• Page text:
====================
These developments also illustrate the folly of passing legislation based on the expectation that its most pernicious provisions are so harmful no one would dare put them into practice. This is the stop-me-before-I-shoot-myself approach that produced the sequester — a package of automatic spending cuts so economically unpalatable that Congress figured it would be an effective spur to budget negotiations in 2011. It didn't work, and the cuts went into effect in 2013, to the economy's lasting disadvantage.
The notion that governors would universally avoid healthcare policies that harm their residents is belied by the record. Numerous states with conservative administrations deprived their poorest citizens of the benefits of health insurance by refusing to expand Medicaid, even though the federal government picks up more than 90% of the tab. Many of those same states impose stringent eligibility limits on traditional Medicaid. In Florida, eligibility for parents stops above an annual income of $6,738 for a three-person family. In Alabama and Texas, Medicaid eligibility stops at annual household income of $3,676.
====================
• Listed records:

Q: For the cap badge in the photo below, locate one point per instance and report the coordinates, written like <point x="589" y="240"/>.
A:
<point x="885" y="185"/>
====================
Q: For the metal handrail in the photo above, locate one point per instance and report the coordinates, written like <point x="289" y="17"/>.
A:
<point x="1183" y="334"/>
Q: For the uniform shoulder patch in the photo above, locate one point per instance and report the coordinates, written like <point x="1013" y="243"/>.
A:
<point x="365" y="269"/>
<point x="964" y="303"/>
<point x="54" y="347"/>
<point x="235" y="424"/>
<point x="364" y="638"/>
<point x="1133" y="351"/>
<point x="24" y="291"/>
====================
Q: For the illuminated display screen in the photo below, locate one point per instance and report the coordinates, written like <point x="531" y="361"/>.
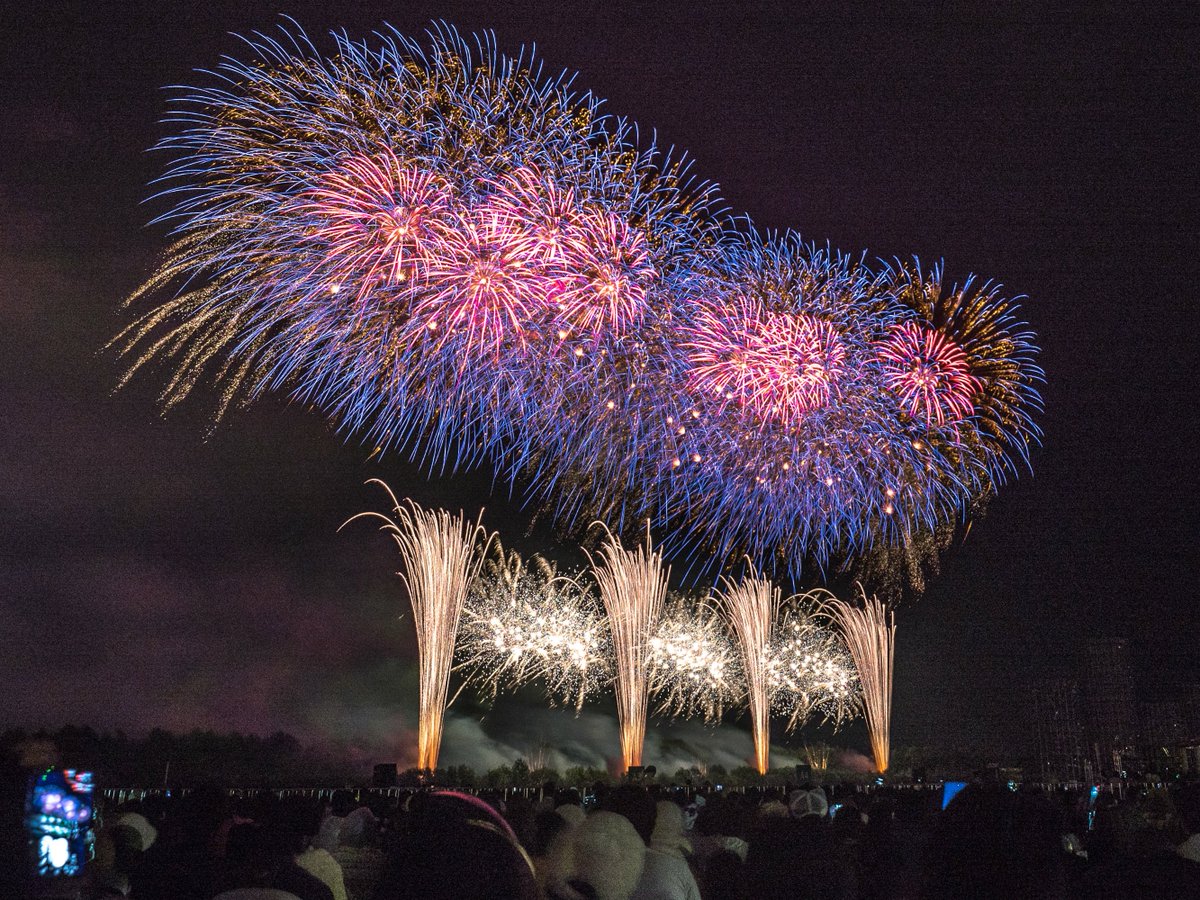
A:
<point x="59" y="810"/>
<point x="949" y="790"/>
====================
• What you have to do:
Echo the stretch of the passage on Medicaid and the sequester from "These developments also" through "economy's lasting disadvantage." word for word.

• Problem solution:
These developments also illustrate the folly of passing legislation based on the expectation that its most pernicious provisions are so harmful no one would dare put them into practice. This is the stop-me-before-I-shoot-myself approach that produced the sequester — a package of automatic spending cuts so economically unpalatable that Congress figured it would be an effective spur to budget negotiations in 2011. It didn't work, and the cuts went into effect in 2013, to the economy's lasting disadvantage.